▶ _MATERIAL PROVIDED_

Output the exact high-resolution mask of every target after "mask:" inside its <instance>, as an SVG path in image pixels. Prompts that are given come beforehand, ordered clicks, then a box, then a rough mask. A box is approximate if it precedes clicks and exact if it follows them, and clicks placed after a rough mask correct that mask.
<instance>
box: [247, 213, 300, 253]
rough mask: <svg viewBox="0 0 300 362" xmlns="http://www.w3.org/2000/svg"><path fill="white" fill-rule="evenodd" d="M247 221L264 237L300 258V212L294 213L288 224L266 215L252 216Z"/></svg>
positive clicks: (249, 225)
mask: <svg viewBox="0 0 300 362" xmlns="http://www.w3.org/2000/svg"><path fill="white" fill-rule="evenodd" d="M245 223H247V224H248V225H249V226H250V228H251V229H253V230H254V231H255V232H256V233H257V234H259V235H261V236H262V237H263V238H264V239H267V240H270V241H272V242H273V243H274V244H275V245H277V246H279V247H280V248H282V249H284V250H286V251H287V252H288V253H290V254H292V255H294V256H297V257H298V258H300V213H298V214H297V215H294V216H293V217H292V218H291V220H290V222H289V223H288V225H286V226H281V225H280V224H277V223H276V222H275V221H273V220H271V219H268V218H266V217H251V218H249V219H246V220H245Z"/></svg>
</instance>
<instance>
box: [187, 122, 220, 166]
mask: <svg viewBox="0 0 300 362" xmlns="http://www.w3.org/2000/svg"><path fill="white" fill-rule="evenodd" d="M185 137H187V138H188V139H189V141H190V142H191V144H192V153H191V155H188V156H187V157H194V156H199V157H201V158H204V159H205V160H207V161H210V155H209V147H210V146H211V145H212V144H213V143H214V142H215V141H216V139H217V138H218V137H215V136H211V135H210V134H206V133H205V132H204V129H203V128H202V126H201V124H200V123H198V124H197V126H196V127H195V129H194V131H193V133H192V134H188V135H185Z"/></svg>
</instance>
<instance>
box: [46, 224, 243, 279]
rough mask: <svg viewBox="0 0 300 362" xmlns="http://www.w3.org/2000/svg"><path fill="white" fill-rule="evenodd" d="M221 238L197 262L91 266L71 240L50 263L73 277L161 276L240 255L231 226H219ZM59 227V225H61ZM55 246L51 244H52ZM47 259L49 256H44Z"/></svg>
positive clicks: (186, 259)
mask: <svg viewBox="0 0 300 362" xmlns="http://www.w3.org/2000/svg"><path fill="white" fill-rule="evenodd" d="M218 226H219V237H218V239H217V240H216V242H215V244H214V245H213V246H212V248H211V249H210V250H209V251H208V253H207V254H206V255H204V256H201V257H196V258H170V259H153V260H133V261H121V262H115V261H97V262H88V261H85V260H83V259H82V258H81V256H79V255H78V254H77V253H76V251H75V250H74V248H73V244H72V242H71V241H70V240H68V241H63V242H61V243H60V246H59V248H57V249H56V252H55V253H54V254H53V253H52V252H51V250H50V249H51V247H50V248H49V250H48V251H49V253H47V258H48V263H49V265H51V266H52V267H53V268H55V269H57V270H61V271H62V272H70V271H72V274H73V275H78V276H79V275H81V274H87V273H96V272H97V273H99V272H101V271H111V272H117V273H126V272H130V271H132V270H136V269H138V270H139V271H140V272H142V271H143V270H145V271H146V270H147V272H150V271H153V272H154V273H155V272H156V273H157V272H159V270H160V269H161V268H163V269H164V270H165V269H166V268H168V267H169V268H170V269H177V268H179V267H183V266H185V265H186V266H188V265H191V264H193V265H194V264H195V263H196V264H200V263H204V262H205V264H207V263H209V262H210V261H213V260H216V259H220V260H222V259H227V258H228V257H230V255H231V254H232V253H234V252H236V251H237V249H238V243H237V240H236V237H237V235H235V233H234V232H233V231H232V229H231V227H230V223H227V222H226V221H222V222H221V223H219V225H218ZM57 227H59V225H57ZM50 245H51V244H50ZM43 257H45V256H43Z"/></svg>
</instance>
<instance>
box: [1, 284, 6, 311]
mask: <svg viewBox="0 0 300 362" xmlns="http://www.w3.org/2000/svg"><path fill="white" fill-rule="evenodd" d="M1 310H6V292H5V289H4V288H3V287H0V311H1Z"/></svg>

▶ _DIRECTIONS_
Whenever a line of the entries contains "rough", it counts toward the total; state that total alone.

▶ _ANSWER SPACE_
3